**WORK TASK 1**.
Rewrite the Devils playoff blog post between "It's just been" and "watch thus far.", inclusive, replacing "heartbreaking" with "agonizing".
**WORK TASK 2**.
Answer these questions about the Devils playoff blog post:
(a) What character did Kevin play in Live Free or Die Hard?
(b) On what date was the post originally posted?
(c) Which team executed the Devils' strategy to perfection?
**WORK TASK 3**.
Continue the Devils playoff blog post from where it stops.

**STUDY TEXT**.
╭──

Kevin Smith's NHL Blog - One too many frames in these playoffs
Originally posted on April 13, 2008
Kevin is perhaps best known for his movies Jay and Silent Bob Strike Back, Mallrats, Dogma, and Clerks. He also played "Warlock" in last summer's action hit, Live Free or Die Hard. An avid hockey fan, Kevin references hockey in all his films. Born and raised in New Jersey, Kevin will be analyzing his home-state Devils throughout the Stanley Cup Playoffs.
Show of hands, Devils' Legion: who votes that playoff games should now be limited to two periods only?
Game one and game two have provided us with nothing short of stellar, old time hockey: both teams playing full out, hitting hard, and, between Avery's puck to the face in the first go-round and Parise's Backman-induced dental plan in Friday's game, we've seen more bloody periods than Tampax.
It's just been those thirds... those maddening, heartbreaking, lucky-for-them, @%-for-us, terrible thirds that've made the playoffs so tough to watch thus far.
Quick poll – what was more sickening: the Devils failing to capitalize on the four minute major that would've avenged Zach's sudden lack of fronts, or watching tried-and-true Devils' strategy that's been routinely criticized by the media as "boring" executed to perfection... by the stupid @% Rangers?

╰──

**ENTRIES SUPPLIED**.

╭──

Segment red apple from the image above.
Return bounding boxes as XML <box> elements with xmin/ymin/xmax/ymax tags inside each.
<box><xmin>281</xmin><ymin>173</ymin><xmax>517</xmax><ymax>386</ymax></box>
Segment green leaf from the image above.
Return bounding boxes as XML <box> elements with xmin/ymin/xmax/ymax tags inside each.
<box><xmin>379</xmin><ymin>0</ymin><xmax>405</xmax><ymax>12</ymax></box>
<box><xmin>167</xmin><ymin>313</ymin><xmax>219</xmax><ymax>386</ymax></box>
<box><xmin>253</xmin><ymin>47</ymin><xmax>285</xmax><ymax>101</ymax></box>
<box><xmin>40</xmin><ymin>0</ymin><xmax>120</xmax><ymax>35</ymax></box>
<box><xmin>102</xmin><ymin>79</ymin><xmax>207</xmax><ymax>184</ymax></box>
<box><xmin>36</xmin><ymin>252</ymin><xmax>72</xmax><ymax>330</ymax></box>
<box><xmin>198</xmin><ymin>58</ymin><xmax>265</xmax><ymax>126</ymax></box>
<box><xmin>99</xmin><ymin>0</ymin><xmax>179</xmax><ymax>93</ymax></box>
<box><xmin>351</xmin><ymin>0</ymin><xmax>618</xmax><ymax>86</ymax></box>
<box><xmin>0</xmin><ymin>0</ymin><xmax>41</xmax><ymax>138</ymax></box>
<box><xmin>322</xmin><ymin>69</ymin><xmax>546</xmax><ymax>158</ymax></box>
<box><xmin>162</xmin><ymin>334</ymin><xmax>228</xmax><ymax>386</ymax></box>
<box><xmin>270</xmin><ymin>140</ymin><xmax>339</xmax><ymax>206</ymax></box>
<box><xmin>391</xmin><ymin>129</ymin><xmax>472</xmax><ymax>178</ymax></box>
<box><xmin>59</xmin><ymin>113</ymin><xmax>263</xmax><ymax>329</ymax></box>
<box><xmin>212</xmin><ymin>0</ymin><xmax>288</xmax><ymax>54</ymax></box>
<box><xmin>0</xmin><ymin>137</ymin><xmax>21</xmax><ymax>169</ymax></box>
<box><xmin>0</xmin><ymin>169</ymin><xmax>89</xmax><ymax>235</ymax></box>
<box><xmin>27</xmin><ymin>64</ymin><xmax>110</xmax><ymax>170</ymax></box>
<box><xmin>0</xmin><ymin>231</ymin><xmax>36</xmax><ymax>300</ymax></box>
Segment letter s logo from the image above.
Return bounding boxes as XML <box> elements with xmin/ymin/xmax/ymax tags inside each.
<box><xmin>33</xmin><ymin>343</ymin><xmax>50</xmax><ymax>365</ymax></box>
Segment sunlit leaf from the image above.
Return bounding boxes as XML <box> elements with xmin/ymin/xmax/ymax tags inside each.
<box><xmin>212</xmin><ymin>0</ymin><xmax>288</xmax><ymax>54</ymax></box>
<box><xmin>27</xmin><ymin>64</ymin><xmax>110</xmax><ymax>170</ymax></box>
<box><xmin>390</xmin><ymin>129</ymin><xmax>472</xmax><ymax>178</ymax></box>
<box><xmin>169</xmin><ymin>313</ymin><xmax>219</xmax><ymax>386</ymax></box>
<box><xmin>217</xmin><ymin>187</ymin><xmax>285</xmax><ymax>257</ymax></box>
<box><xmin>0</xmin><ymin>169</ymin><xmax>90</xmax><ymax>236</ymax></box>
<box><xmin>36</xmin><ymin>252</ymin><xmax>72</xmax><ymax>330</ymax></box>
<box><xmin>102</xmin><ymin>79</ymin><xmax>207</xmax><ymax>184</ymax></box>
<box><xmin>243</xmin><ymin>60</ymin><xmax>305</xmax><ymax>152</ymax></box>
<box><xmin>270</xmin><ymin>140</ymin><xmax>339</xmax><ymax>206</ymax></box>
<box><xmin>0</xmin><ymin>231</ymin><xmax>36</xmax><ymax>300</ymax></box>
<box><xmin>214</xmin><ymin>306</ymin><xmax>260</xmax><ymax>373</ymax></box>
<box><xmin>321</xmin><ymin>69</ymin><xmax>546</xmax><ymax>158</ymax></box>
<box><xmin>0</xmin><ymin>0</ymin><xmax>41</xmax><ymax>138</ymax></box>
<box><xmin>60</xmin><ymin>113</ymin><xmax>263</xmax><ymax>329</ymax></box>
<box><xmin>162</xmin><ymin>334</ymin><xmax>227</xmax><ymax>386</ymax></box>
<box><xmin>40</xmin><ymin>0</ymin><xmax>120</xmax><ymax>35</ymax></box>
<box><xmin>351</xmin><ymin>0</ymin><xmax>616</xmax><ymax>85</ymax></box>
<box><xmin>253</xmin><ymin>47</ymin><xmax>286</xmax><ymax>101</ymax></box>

╰──

**RESPONSE BOX 1**.
It's just been those thirds... those maddening, agonizing, lucky-for-them, @%-for-us, terrible thirds that've made the playoffs so tough to watch thus far.

**RESPONSE BOX 2**.
(a) Warlock
(b) April 13, 2008
(c) The Rangers

**RESPONSE BOX 3**.
Where's all the bi-otching about the defense-heavy, "opportunistic" hockey I've had to read for years at the expense of our boys now that New York is doing it? The Rangers are suddenly playing like the Devils, and I don't hear a peep out of the Devils-critical NY media. Figures.
I love me some Colin White when he's hitting on the other team (during the game, mind you; not afterwards), but when he (accidentally) hits Marty and creates a pocket just wide enough for Jagr to unintentionally Hail Mary some lucky crap through, I wanna pull my own eyes out and hurl 'em at the screen. How come Dubinsky couldn't have nudge Lundqvist's shoulder, so that giant @% could create an opening big enough for Elias to find the back of the net?
Any marriage is never smooth-sailing a hundred percent of the time, because committing your entire life to just one mate is not a natural state of the human condition; it's a choice that goes against eons of DNA programming (spread the seed as much, and as diversely, as possible). But we overcome our hardwiring and marry ourselves to one another knowing that, from time to time, we're gonna get pissed at our beloved. Fandom is like a marriage, too – except I'm sure Johnny Madden would never turn me down for sex at three in the morning like my wife. So as deep as our love runs for the black and red, when they allow the Rangers to score twice in twenty three seconds, we wanna scream "YOU'RE SLOWLY SAPPING MY WILL TO LIVE AND MAKING ME QUESTION EVERY DECISION I'VE EVER MADE!" just like we scream at our wives at three in the morning when they turn us down for sex. Or maybe that's just me.
But we endure. An hour later, things never seem as bad. It takes four games to put a nail in any playoff, and we're only down two. The Devils have been known to bounce back from worse; we just need them to bounce back IN THE THIRD PERIOD.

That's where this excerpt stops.